利用多condition动态管理池化的异步资源

背景

数字证书申请需要私钥和CSR数据,但公私钥对的生成,尤其是强度较高如2048位秘钥,平均单个耗时接近300ms,且生成时间随着随机数的变化而出现较大的波动;

KeyPairGenerator generator = KeyPairGenerator.getInstance("RSA");
generator.initialize(2048, new SecureRandom());

long startTime = System.currentTimeMillis();
for(int i = 0; i < 100; i++) {
     generator.generateKeyPair();
}
System.out.println("cost: " + (System.currentTimeMillis() - startTime));
复制代码

为保证系统的快速响应,秘钥对必须预先生成并存储在秘钥池中,在申请数字证书时直接从秘钥池中读取即可;

在系统早期,由于业务规模不大且业务量基本稳定,为了节省部署成本,秘钥对生成与证书申请在同一个服务中运行,采用简单的生产者消费者模型进行实现:

  • 使用线程池进行秘钥对的持续生成,线程池核心线程数=最大线程数=(Runtime.getRuntime().availableProcessors() - 1);
  • 使用LinkedBlockingQueue保存生成的秘钥对,并设置队列上限2000个;

简单分布式秘钥池

问题

有一日,某互联网金融客户需要进行线上活动,由于客户已知用户创建和申请数字证书过程较为耗时,故客户选择提前批量创建用户,再进行线上活动。结果可想而知:

  1. 证书申请服务本地秘钥池被消耗殆尽,缓存击穿;
  2. 业务触发同步生成秘钥对,CPU资源竞争加剧,秘钥池生成速度更加缓慢,用户创建大量超时;
  3. 服务未统一网络出口,CA中心存在IP白名单限制,无法快速完成扩容;
  4. 即使完成扩容,因为秘钥池为空,业务依然同步生成秘钥,效果一般;

最后只能使出杀手锏:限制客户的流量,并与客户沟通说系统进行了限流……

优化

原业务模型存在以下典型问题:

  • 秘钥对生成属于后台运算密集型业务,与用户业务无关,但与业务存在CPU资源竞争,可导致证书申请业务性能不稳定;
  • 秘钥对生成能力与业务能力耦合,无法实现单项能力的快速扩容;
  • 各Queue数据无法快速进行统一统计,无法快速简单的监控秘钥池中的缓存对象数量;
  • 服务重启后已经生成的秘钥对消失,导致系统不允许快速进行服务重启;

针对上述问题,进行以下思路的优化:

  • 引入redis作为集中式缓存,通过缓存池解耦用户业务和后台工具,并解决秘钥池重启丢失的问题;
  • 使用redis缓存的List结构存储秘钥对,秘钥对最大上限为10W;
  • 对redis中List的元素个数进行监控,数量低于总数的35%时进行告警,并以此可实现服务集群动态自动扩容(暂未折腾);
  • 使用reetrantLock和Condition控制多个队列的特性进行生产者的生产控制;
  • 秘钥生成服务采用线程池生成秘钥对,当redis池中总数满时,线程进入await状态,等待被唤醒;
  • 秘钥生成服务基于Spring Schedule采用固定间隔5s的速度轮询池中对象数量,低于75%固定唤醒一半线程池线程生成秘钥;低于50%时唤醒所有线程池线程生成秘钥。

▬▬▬

任务目标:
1. 把原文节选中以“数字证书申请需要私钥和CSR数据”开头的那段话改写成简短的要点列表,保留其主要事实。
2. 根据原文节选回答以下问题:
(a) 系统早期用什么保存生成的秘钥对?队列上限设为多少?
(b) 优化后,redis的List中秘钥对的最大上限是多少?
(c) 秘钥生成服务轮询池中对象数量时,低于多少比例会唤醒所有线程池线程?

数据材料:
▬▬▬

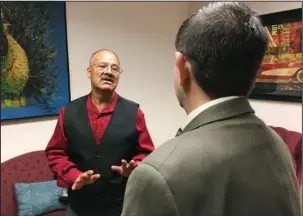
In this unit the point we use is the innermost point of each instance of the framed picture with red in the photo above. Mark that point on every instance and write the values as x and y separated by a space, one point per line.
280 75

▬▬▬

参考答案:
1.
- 申请数字证书需要私钥和CSR数据。
- 公私钥对生成耗时较长,2048位秘钥平均每个接近300ms。
- 生成时间会随随机数的变化而大幅波动。

2.
(a) 使用LinkedBlockingQueue保存,队列上限为2000个。
(b) 10W。
(c) 低于50%时。